EXERCISE INSTRUCTIONS »
Name every section title in the recipe text below, in the order they appear.

TEXT BLOCK »

----

A few jelly babies can be  left inside- sorry, jelly aliens. Or chocolate or other goodies as a gift from another galaxy.

Coloured eggs

Draw patterns on eggs with coloured crayon- birds flowers bunnies swirls etc. then add a few drops of food colouring to a bowl of water; dip the eggs in; leave for five minutes, let dry on newspaper; roll them over once or twice as they dry to stop drips drying on the eggs.

 

Pistacio Truffle eggs

Combine 373 gms melted white chocolate in quarter of a cup evaporated milk; stir till smooth; add 1 tb malibu liqueur or rum or 1 teaspoon vanilla and quarter of a  cup chopped pistacio nuts. Cool. Roll into egg shapes, then roll in melted chocolate. Cool in the fridge till firm.

 

Peanut Toffee Eggs

Mix half a cup crunchy peanut butter with 2 tb icing sugar and 1 heaped tb cocoa. Roll into egg shapes; roll in melted chocolate; refrigerate till firm.

 

Quince Cheese

8 quinces, washed and peeled

1 cup water

juice of 2 lemons

the same weight of sugar as the quinces

1 saucepan

Cut quince into chunks, with cores. Boil with the water and juice for 30 minutes with the lid on or till soft.

Only add water if it's going to burn!

Add the sugar.

keep over a low heat; stir every few minutes, till the paste is thick and deep red. This may take 3-4 hours so make sure there is a good programme on tv! Watch out for spitting mixture too!

When it's so thick your wrist is breaking, pour it out onto baking paper in a tray. let it dry for a couple of days, or in the over on low with the door open for a day.

Wrap slices in greaseproof paper and then in alfoil. Store in an airtight tin. keeps for months..or years? Or a few days as you guzzle it down.

 

Quince Jelly

7 quinces

juice of three lemons

sugar

water

 

Wash then chop quinces. JUST cover with water. Boil till soft and squishy- about half an hour.

Strain out the juice. Throw away the pulp. For every 600ml juice add 500g sugar. Boil  till a little sets jelly like on a saucer. Watch out for hot splashes! Pour into sterilised jars; cover and store in a cool dark place.

Great on toast; even better on crackers with cheese

 

Baked Quinces in Port

You need:

3 quinces

3 tb honey

6 tb port

juice of 1 lemon

half a cup of water

Rub any fuzz off the quinces. Cut them in half, scoop out the core. Place cut side up in a baking dish. Fill the hollows with honey; drizzle on lemon juice so the flesh doesn't turn brown; pour in water and port. Cover with alfoil. Bake One and a half hours; turn quinces over; bake another hour and a half.

----

EXCERPTED DATA »

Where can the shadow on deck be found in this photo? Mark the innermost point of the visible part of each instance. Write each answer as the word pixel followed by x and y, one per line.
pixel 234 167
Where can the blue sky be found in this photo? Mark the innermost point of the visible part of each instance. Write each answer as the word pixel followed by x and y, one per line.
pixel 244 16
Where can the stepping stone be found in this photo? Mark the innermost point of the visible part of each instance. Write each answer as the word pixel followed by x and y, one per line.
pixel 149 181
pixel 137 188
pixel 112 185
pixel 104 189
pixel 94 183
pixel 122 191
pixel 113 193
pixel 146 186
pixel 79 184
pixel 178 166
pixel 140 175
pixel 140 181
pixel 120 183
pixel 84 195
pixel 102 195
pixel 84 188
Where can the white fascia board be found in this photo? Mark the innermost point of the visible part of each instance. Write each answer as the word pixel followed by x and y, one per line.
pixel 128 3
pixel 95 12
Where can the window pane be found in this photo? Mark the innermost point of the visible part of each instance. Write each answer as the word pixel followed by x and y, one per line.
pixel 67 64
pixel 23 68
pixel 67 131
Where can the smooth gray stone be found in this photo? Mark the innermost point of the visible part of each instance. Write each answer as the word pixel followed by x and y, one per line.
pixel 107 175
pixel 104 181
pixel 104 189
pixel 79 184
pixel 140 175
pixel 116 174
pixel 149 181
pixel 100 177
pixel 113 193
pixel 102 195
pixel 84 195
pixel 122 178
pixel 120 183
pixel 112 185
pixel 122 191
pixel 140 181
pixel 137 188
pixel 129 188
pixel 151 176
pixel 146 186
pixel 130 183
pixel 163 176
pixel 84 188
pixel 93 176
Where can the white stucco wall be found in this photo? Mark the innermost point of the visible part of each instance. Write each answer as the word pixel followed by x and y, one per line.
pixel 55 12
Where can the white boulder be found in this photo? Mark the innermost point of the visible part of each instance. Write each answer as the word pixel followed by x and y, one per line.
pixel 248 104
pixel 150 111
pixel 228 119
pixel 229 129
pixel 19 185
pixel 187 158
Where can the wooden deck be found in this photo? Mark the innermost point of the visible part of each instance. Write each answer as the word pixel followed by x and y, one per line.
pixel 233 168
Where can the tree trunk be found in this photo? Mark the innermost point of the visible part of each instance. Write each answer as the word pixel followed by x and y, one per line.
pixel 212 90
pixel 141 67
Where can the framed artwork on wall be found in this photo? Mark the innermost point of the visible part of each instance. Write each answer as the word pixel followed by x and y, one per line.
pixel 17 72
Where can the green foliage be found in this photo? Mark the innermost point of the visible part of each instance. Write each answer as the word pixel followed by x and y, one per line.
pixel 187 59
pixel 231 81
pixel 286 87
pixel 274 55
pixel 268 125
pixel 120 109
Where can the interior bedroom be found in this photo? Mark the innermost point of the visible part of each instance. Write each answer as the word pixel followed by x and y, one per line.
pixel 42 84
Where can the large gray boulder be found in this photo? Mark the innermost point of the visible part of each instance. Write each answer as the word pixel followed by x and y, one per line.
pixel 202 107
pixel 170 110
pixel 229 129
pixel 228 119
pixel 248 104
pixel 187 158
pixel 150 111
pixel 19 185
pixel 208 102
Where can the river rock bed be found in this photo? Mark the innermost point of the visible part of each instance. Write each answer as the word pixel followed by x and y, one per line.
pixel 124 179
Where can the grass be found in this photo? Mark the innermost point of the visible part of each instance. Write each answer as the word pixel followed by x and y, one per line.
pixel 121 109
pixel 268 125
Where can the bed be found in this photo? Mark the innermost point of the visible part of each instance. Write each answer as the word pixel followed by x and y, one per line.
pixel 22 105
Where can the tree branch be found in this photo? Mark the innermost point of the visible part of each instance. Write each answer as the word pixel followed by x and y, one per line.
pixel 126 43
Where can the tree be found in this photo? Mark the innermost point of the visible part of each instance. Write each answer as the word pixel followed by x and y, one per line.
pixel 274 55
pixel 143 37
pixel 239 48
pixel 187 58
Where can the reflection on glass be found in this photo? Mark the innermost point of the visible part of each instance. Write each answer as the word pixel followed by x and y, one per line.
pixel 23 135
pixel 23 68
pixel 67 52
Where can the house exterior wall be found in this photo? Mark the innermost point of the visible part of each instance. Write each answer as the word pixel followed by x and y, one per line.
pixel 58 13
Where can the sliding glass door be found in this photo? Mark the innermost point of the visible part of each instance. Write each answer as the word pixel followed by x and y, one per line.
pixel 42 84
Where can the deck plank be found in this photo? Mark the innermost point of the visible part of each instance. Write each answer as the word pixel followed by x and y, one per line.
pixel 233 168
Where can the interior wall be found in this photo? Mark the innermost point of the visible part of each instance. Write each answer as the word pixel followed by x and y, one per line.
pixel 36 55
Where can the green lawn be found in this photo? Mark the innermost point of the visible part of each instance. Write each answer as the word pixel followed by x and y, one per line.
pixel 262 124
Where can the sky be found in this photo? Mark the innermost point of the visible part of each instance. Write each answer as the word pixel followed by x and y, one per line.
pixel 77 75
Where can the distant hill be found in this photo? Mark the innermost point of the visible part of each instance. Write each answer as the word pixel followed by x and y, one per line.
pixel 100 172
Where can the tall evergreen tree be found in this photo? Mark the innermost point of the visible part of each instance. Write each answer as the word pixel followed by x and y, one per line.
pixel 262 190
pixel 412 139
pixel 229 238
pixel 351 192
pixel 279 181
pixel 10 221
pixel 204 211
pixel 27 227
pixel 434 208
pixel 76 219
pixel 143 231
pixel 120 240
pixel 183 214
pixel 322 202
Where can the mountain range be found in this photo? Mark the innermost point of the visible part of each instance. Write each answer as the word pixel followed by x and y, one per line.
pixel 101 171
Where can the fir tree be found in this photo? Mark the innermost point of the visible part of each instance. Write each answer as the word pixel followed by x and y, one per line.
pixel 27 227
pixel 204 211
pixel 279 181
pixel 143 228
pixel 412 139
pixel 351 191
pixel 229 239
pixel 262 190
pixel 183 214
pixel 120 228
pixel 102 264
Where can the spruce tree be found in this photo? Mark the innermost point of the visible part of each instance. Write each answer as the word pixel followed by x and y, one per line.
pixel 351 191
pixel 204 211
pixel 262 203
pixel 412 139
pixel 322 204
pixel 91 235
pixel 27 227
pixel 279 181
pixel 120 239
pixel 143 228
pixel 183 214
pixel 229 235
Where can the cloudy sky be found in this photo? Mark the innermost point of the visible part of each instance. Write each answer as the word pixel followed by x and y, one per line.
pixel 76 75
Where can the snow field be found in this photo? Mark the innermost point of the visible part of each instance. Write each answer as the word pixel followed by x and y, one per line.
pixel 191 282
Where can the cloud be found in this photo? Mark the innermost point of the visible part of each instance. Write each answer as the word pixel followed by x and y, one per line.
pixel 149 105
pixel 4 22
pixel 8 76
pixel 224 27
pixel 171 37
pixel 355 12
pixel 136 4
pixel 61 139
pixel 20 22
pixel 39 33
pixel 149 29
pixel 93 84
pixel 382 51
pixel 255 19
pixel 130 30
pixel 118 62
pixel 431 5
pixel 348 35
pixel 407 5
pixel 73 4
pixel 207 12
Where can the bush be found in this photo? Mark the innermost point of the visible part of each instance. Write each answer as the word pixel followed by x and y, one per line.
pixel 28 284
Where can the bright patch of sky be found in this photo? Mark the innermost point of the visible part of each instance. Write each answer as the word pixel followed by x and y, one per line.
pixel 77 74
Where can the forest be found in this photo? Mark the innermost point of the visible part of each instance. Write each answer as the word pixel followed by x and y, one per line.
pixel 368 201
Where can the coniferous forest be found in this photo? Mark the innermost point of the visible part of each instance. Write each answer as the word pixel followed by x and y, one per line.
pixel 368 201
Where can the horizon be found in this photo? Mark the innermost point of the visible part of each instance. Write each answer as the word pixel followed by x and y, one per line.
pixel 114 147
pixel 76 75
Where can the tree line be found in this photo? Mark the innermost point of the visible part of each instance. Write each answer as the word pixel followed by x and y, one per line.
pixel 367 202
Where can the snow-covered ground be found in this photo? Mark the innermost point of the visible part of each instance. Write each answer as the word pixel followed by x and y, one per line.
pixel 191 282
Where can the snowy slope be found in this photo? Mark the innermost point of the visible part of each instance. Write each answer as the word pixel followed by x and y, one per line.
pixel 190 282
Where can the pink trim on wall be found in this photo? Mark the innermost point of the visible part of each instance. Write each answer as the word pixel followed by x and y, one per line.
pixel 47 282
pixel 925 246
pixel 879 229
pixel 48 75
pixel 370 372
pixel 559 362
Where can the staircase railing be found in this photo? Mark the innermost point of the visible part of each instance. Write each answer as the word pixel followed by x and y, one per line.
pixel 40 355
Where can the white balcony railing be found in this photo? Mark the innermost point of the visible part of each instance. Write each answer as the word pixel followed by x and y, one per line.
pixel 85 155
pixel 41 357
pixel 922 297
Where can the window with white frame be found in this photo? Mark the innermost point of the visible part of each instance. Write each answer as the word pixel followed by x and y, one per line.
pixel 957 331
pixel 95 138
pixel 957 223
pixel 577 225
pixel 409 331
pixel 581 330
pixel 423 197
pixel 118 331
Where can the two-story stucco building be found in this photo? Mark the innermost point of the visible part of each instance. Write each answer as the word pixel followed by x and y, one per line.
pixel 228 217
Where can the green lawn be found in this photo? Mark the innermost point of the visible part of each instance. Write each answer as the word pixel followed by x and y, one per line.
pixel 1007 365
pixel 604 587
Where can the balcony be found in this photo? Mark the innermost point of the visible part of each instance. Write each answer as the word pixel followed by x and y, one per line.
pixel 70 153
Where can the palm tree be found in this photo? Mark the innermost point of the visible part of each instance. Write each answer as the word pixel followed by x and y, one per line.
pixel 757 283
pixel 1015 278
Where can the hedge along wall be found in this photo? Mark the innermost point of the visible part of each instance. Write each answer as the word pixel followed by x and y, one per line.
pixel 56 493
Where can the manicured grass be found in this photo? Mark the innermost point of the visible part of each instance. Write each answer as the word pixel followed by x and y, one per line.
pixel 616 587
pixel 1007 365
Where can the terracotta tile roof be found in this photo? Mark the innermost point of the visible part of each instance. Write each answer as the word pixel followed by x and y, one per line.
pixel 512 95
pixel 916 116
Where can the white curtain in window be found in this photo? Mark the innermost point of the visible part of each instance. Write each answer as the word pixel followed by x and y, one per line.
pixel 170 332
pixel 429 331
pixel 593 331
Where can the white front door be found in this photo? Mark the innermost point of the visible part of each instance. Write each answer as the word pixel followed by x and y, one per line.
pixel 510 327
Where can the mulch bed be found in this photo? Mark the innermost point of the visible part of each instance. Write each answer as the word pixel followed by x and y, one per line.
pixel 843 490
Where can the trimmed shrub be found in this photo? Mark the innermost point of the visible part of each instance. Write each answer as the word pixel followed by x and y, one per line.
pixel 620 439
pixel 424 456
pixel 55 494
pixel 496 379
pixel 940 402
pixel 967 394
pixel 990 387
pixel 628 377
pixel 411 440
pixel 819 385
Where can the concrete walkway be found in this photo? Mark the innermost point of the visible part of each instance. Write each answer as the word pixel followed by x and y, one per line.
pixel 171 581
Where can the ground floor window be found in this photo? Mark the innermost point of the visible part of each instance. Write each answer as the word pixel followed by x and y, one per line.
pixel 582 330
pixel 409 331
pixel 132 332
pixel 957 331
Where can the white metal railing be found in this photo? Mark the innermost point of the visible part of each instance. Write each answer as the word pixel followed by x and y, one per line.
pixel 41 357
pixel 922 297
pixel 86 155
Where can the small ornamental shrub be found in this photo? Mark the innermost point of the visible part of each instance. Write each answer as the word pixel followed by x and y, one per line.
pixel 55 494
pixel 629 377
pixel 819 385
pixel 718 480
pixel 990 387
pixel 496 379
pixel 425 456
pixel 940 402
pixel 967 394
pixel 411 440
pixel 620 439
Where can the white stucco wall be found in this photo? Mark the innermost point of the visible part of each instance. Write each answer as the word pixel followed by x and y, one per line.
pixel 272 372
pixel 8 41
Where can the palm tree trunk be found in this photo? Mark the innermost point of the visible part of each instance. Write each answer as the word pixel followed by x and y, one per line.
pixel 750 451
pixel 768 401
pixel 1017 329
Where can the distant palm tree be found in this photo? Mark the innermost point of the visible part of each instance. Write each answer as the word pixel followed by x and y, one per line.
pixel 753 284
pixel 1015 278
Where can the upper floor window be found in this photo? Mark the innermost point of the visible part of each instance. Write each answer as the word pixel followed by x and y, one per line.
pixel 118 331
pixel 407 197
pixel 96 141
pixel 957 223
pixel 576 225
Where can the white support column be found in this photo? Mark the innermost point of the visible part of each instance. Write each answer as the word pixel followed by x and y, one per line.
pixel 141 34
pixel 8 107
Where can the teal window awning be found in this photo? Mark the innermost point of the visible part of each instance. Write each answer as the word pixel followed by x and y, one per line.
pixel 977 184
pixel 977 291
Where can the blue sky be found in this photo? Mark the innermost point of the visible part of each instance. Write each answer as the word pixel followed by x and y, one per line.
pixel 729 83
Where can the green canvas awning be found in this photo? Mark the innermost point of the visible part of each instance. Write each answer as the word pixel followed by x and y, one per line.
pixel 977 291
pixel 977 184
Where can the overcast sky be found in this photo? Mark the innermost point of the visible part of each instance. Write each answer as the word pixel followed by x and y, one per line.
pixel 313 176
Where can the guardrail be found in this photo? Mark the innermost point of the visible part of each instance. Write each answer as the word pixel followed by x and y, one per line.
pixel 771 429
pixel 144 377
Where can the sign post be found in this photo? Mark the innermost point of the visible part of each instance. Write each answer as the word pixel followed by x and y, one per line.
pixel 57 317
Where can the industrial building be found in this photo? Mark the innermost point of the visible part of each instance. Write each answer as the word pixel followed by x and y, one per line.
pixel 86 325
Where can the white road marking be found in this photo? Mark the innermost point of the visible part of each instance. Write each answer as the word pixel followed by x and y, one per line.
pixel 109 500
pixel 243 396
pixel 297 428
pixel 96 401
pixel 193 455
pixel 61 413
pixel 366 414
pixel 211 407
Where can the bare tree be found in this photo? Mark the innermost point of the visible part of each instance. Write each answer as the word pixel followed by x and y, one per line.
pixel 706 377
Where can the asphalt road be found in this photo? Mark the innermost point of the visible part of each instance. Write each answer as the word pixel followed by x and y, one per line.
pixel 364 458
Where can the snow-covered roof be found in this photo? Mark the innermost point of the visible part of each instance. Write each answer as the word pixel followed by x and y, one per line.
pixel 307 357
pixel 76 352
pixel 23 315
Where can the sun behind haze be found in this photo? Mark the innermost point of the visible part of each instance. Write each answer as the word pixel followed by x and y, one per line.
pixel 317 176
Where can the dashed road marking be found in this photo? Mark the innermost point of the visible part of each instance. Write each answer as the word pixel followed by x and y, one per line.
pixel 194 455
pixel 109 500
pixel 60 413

----

EXERCISE RESPONSE »
Coloured eggs
Pistacio Truffle eggs
Peanut Toffee Eggs
Quince Cheese
Quince Jelly
Baked Quinces in Port